◆ Directions for this task: The answer must consist of every line below containing "slope".

◆ Input:
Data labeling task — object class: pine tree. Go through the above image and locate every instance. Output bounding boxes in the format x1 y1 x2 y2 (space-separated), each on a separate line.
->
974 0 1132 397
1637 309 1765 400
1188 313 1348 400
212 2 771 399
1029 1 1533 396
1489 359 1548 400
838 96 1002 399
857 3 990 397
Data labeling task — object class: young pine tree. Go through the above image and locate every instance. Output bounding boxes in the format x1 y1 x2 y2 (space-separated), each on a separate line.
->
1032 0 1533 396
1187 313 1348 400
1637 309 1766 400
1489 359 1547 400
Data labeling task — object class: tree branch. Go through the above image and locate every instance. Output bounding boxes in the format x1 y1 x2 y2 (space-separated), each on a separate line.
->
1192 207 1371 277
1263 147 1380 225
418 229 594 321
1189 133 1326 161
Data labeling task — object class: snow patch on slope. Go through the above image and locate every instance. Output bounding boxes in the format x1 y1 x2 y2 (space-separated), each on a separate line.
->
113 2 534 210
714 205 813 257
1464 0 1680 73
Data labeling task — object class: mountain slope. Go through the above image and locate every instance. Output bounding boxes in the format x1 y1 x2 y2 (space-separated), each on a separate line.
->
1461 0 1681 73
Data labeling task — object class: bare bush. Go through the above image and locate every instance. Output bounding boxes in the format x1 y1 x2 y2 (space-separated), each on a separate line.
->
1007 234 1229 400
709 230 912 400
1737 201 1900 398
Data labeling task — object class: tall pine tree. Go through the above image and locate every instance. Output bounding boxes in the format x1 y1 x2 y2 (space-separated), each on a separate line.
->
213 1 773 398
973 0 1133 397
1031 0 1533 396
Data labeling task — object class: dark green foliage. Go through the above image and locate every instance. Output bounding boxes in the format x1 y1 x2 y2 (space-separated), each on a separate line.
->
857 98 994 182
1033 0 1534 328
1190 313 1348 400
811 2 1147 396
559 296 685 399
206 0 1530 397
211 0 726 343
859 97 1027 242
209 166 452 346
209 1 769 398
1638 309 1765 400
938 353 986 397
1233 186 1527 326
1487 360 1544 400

◆ Reply:
Data labeling task — object class: snow patch on slope. Go through the above image and locate every instance. Output bounding boxes in the format x1 y1 x2 y2 (space-separated), each on a separate line.
Data labeling task — object class: mountain slope. Go through the above image and locate every instance. Output bounding boxes in the format x1 y1 x2 y2 (space-separated), each on a separate line.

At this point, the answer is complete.